SELECTED EXCERPT ▸
# Sleepy Shopkeeper



## conradtan (Jul 30, 2008)




----------



## kaymlo (Jul 30, 2008)

i really really like this shot.


----------



## ernie (Jul 30, 2008)

you'd think he'd put at least _one_ of those hats over his eyes if he's taking a nap 
nice shot!


----------



## Antarctican (Jul 30, 2008)

Heh heh, 'hats off to you' for the nice capture!








(Oh c'mon, someone was gonna use it. It might as well be me)


----------



## tirediron (Jul 30, 2008)

Well captured!


----------



## conradtan (Jul 30, 2008)

Thanks everyone!


----------



## potownrob (Jul 30, 2008)

so...did you wake him up?


----------



## Johnboy2978 (Jul 30, 2008)

What hats?  I like it.  The soft focus of the edges give it a somewhat lensbaby feel to it and makes me feel as though I'm stepping into his dreams if that makes sense.  Neat shot.


----------



## conradtan (Jul 31, 2008)

potownrob said:


> so...did you wake him up?




Actually I DID wake him when the shutter clicked! I felt bad so I bought a hat. Haha!


----------



## danir (Jul 31, 2008)

Fantastic.


----------



## Roger (Jul 31, 2008)

top shot...I am curious why many of the edges are warped....and others not.


----------



## Pugs (Jul 31, 2008)

Roger said:


> top shot...I am curious why many of the edges are warped....and others not.


 
Whew!  I thought that it was just me!  

I really like the shot except for all the warping.  That actually didn't help my headache much at all.


----------



## Alpha (Jul 31, 2008)

Great shot.


----------



## K_Pugh (Jul 31, 2008)

Yup great shot.. honestly! I love how one of if not the main subject frames the other main subject/main subject. Works a treat in B&W as well.. Think i might just nominate this one, 52 minutes to go.


----------



## conradtan (Aug 1, 2008)

K_Pugh said:


> Yup great shot.. honestly! I love how one of if not the main subject frames the other main subject/main subject. Works a treat in B&W as well.. Think i might just nominate this one, 52 minutes to go.




Thank you all! Nomination? What an honor! :blushing:


----------



## shaih (Aug 1, 2008)

very good!


----------



## kaymlo (Aug 1, 2008)

i can't believe i didn't notice the warping before... it's all over the pic!  how/why is that effect there?


----------



## Kazoo (Aug 2, 2008)

Wicked shot, feels like all the hats are staring at him.


----------



## JohnMF (Aug 3, 2008)

this is a great shot. Best i've seen on here in a while.

Good job!


----------

GIVEN REQUEST 1 ▸
Sum up the Sleepy Shopkeeper thread in two sentences.
GIVEN REQUEST 2 ▸
In the Sleepy Shopkeeper thread, what did conradtan buy after waking the shopkeeper?

GIVEN INFORMATION ▸
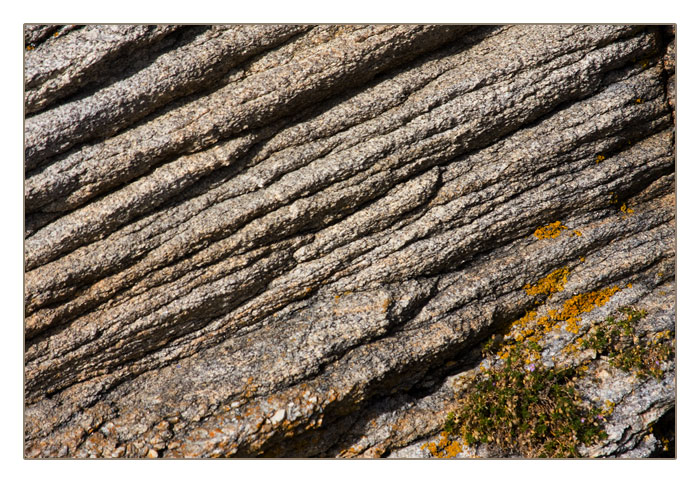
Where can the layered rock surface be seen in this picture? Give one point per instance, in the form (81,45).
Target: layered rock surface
(291,240)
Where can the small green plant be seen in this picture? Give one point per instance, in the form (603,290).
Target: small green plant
(525,408)
(616,338)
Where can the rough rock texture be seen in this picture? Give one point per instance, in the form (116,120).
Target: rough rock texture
(291,240)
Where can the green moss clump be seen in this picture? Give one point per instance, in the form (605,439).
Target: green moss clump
(525,408)
(616,338)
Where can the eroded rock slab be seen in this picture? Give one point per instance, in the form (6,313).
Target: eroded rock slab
(293,240)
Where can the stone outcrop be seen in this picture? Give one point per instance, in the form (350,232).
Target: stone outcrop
(286,240)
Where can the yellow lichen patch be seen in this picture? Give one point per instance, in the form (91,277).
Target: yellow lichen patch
(552,230)
(625,209)
(582,303)
(552,283)
(444,448)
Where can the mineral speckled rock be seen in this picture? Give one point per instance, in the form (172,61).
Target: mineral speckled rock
(291,241)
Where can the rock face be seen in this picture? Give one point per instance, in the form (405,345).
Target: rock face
(292,241)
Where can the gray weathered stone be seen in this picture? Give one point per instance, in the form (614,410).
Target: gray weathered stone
(291,240)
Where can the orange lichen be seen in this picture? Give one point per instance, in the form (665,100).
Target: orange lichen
(552,283)
(444,447)
(552,230)
(524,329)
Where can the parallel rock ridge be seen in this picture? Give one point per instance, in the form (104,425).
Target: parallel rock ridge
(292,240)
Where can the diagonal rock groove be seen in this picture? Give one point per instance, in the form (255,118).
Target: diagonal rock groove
(292,240)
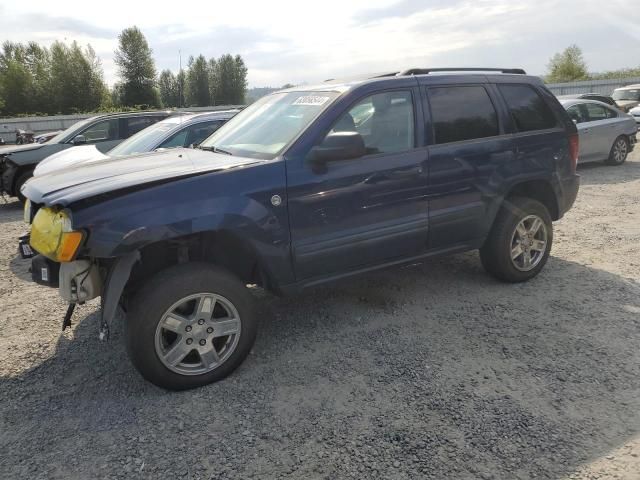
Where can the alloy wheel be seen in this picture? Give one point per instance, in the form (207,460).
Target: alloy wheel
(528,243)
(197,334)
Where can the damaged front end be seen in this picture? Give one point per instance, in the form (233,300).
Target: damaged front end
(57,262)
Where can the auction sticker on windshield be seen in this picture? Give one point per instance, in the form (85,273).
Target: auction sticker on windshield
(310,100)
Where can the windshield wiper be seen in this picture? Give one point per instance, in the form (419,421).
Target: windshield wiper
(215,149)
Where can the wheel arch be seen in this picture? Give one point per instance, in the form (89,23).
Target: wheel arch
(540,190)
(224,248)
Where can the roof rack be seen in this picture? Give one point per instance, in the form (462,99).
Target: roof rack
(367,76)
(425,71)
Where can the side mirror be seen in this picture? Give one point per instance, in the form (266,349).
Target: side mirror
(338,146)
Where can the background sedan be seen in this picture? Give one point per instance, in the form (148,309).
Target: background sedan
(182,130)
(605,132)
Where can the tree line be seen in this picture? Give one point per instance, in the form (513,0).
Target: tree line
(221,81)
(570,66)
(67,79)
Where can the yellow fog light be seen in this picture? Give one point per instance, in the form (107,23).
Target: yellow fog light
(52,235)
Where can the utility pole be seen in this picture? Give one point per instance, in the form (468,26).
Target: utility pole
(180,81)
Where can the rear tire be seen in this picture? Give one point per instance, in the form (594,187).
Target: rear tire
(520,240)
(619,151)
(190,325)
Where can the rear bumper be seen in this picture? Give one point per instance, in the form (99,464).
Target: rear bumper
(569,191)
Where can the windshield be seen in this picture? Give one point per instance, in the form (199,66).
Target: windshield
(76,126)
(627,95)
(147,139)
(264,129)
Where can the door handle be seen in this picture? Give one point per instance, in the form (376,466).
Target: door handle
(383,176)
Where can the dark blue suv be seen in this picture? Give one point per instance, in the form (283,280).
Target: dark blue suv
(305,186)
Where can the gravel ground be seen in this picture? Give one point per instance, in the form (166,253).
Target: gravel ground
(434,371)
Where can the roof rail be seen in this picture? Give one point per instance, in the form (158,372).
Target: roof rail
(425,71)
(367,76)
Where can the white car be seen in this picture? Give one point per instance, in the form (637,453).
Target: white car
(635,113)
(176,131)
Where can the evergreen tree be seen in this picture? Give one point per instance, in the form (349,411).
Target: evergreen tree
(169,89)
(567,66)
(137,69)
(198,93)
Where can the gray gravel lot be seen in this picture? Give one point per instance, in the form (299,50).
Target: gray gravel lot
(434,371)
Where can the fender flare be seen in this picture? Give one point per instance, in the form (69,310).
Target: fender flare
(113,288)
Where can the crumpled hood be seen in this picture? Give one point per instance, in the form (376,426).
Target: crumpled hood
(78,182)
(69,157)
(6,150)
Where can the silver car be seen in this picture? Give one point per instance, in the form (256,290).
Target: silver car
(181,130)
(635,113)
(605,132)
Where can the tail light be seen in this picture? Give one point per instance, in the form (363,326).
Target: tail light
(574,143)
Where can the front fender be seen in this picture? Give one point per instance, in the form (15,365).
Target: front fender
(236,201)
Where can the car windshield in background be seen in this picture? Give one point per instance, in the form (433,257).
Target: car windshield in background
(633,95)
(76,126)
(265,128)
(143,141)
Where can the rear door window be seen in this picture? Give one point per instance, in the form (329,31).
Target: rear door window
(135,124)
(575,113)
(528,109)
(595,112)
(462,113)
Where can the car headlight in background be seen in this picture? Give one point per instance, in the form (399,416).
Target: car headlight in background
(53,236)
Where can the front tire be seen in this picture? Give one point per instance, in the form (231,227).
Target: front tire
(619,151)
(520,241)
(190,325)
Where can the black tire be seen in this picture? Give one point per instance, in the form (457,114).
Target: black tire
(22,179)
(495,254)
(161,292)
(614,156)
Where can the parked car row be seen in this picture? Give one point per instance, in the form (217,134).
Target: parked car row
(17,162)
(605,132)
(303,187)
(182,130)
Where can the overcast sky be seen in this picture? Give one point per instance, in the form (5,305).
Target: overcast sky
(293,41)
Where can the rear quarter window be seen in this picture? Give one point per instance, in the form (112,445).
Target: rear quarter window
(528,109)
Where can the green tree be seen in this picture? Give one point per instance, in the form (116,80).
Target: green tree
(213,80)
(137,69)
(15,79)
(239,81)
(169,89)
(567,66)
(622,73)
(197,90)
(225,80)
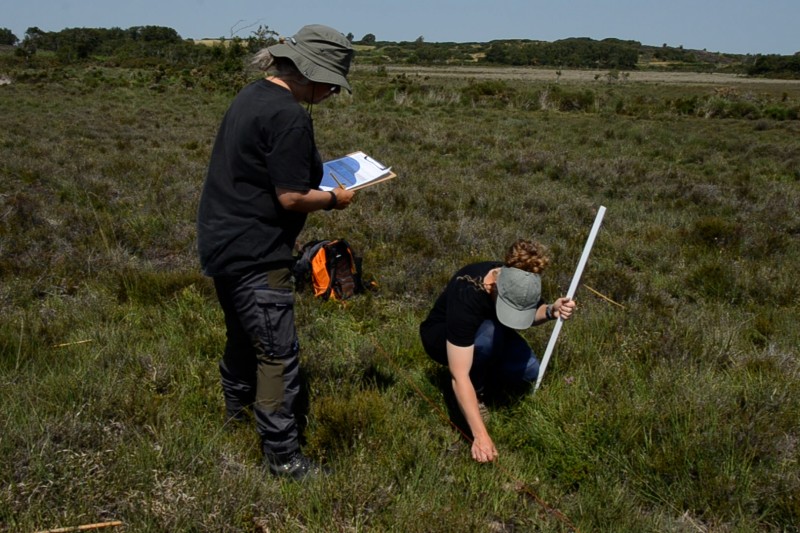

TASK OUTPUT 1 ▸
Many commenters praise conradtan's shot of a shopkeeper napping among hats, and conradtan replies that the shutter click woke him and that feeling bad led to buying a hat. Roger, Pugs and kaymlo point out warping along the edges, while K_Pugh says the shot might get a nomination from K_Pugh.

TASK OUTPUT 2 ▸
A hat.